▶ _WHAT YOU ARE ASKED TO DO_
Only the lines from the one that contains "# put a marker on the electrical outlet" to the end of the material below are wanted, each duplicated exactly.

▶ _SOURCE DATA_

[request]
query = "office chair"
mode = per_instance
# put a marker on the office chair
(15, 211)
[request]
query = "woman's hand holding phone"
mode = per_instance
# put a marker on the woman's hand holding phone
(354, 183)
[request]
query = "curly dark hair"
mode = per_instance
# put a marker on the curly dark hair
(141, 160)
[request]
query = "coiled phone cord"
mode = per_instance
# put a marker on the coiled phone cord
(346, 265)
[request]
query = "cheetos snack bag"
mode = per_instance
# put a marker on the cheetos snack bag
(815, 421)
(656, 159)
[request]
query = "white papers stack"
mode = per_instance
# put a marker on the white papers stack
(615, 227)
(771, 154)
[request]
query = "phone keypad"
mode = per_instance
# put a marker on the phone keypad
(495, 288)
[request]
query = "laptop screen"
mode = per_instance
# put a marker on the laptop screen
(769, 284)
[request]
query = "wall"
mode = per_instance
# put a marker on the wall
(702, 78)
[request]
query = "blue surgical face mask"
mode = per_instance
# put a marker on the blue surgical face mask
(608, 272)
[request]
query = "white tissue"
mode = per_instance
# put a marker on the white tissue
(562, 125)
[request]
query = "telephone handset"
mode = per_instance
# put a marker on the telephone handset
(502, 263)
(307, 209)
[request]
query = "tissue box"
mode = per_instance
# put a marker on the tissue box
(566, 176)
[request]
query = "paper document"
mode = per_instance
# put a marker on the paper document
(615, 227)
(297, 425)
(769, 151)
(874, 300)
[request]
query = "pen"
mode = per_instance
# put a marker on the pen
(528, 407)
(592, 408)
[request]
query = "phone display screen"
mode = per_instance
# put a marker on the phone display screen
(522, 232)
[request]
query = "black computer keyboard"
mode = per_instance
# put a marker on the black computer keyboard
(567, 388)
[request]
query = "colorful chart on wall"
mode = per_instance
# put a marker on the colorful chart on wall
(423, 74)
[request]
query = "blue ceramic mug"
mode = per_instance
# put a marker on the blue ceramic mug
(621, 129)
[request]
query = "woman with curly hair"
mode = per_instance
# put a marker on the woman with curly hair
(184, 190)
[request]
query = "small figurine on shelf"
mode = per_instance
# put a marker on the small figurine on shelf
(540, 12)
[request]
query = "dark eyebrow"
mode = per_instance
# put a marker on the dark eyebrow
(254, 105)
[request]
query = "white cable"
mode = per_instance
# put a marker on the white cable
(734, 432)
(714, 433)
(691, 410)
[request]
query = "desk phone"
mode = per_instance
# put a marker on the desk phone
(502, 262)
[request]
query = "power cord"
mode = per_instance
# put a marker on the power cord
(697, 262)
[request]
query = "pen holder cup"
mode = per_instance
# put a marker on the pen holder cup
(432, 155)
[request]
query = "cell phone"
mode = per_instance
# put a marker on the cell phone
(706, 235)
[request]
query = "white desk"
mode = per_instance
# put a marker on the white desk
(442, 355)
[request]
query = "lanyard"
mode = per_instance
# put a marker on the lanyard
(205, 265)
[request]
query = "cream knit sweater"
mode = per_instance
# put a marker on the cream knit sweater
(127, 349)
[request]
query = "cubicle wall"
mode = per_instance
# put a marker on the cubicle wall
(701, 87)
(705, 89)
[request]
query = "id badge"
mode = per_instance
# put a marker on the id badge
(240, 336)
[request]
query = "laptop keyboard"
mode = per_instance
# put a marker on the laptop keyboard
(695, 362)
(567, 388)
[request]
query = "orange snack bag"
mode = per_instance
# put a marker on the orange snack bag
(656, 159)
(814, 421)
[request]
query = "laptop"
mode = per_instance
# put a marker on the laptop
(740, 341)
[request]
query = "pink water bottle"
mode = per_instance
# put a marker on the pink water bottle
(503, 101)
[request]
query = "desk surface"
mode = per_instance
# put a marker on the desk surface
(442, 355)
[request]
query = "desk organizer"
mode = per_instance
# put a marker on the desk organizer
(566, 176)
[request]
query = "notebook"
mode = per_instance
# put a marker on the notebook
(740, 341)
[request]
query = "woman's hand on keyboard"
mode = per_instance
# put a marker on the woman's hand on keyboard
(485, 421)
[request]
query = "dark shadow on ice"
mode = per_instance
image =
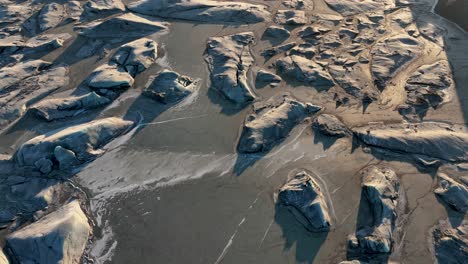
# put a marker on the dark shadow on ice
(227, 107)
(455, 218)
(455, 48)
(146, 110)
(422, 163)
(365, 222)
(245, 161)
(307, 243)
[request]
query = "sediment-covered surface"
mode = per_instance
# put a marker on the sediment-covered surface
(450, 241)
(229, 59)
(150, 113)
(59, 237)
(203, 10)
(304, 197)
(170, 87)
(271, 122)
(83, 140)
(377, 236)
(437, 140)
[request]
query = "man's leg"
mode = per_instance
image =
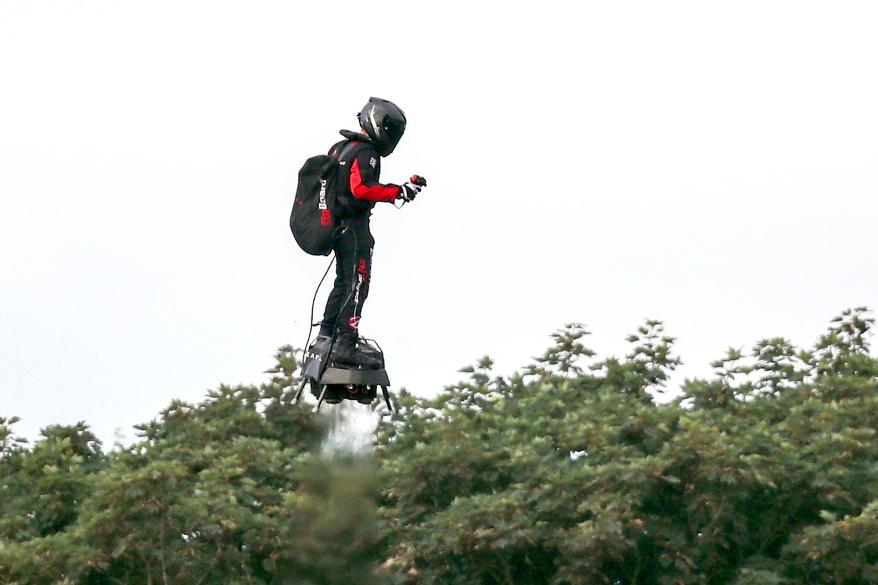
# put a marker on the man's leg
(357, 267)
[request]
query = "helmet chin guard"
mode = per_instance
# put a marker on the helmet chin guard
(383, 122)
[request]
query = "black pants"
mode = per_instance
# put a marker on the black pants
(353, 270)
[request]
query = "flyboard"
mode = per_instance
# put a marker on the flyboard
(332, 382)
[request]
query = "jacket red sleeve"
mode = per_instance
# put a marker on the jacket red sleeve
(365, 171)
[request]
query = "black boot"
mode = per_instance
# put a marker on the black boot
(345, 353)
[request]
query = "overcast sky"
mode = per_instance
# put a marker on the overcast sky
(709, 164)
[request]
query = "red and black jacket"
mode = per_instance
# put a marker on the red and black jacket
(360, 188)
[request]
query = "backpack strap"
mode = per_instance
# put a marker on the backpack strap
(347, 148)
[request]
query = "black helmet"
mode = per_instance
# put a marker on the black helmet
(384, 123)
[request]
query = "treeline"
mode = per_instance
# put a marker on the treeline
(567, 472)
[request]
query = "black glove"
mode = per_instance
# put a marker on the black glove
(408, 191)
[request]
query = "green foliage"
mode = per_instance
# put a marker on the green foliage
(581, 478)
(571, 472)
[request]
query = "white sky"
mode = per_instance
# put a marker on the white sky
(709, 164)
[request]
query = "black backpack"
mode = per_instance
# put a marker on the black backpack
(320, 205)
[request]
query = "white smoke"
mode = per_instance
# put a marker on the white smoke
(351, 428)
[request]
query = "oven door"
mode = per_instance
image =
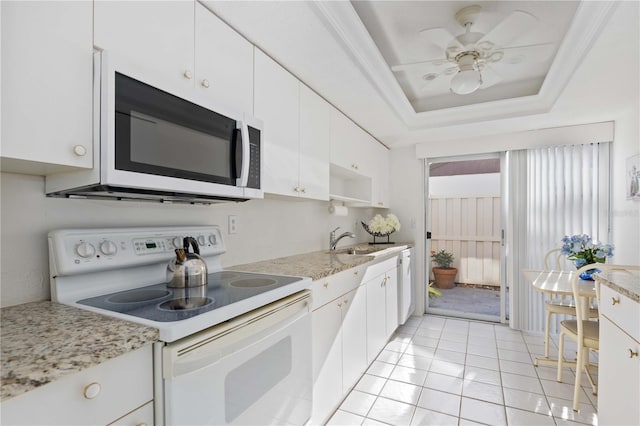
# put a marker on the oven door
(252, 370)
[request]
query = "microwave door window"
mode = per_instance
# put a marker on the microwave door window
(161, 143)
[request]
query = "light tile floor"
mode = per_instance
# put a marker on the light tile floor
(445, 371)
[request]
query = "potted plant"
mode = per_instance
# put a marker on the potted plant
(444, 274)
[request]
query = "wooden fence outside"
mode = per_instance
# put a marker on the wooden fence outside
(469, 227)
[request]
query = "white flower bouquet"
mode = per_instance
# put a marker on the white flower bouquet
(380, 226)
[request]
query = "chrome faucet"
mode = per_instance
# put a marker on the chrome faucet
(333, 241)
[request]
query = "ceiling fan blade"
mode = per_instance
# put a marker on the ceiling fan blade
(437, 63)
(514, 25)
(441, 82)
(440, 37)
(489, 77)
(531, 53)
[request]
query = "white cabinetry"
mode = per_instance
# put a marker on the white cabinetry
(157, 35)
(47, 65)
(183, 45)
(223, 62)
(119, 390)
(339, 339)
(381, 281)
(619, 360)
(296, 122)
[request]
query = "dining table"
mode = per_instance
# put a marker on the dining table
(558, 283)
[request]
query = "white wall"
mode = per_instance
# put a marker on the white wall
(267, 229)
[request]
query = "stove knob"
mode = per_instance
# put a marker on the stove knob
(108, 248)
(85, 250)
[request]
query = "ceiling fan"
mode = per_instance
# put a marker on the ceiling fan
(468, 58)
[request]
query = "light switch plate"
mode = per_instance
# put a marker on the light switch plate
(233, 224)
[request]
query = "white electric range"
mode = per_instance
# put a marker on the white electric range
(241, 355)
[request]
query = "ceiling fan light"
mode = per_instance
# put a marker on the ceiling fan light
(466, 81)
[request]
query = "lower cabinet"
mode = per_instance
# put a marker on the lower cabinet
(618, 360)
(338, 350)
(118, 391)
(350, 330)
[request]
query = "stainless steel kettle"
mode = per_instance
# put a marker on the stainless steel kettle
(187, 269)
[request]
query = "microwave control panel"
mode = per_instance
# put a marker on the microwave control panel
(79, 251)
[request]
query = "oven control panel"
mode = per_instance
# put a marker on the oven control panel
(76, 251)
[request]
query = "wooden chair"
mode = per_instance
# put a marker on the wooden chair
(584, 331)
(556, 304)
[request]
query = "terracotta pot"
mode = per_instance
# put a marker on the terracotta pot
(444, 278)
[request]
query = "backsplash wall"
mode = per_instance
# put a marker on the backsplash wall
(267, 229)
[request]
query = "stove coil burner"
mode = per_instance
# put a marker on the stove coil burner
(137, 296)
(253, 283)
(186, 303)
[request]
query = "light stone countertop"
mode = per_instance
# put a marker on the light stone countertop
(624, 283)
(320, 264)
(44, 341)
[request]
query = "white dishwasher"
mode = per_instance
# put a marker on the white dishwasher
(406, 299)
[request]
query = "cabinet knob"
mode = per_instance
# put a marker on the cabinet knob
(92, 390)
(79, 150)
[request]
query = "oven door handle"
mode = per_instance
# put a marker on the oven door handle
(211, 349)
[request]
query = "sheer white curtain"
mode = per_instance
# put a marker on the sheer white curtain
(554, 191)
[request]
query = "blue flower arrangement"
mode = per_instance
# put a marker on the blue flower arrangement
(583, 251)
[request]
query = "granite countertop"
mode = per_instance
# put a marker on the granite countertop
(44, 341)
(320, 264)
(627, 284)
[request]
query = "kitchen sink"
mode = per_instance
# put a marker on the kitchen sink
(355, 251)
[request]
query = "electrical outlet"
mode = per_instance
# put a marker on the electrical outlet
(233, 224)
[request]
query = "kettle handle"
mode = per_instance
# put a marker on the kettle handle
(194, 244)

▶ _YOUR RESPONSE_
# put a marker on the electrical outlet
(233, 224)
[request]
query = "kettle handle"
mode = per_instance
# put a marker on the kettle handle
(194, 244)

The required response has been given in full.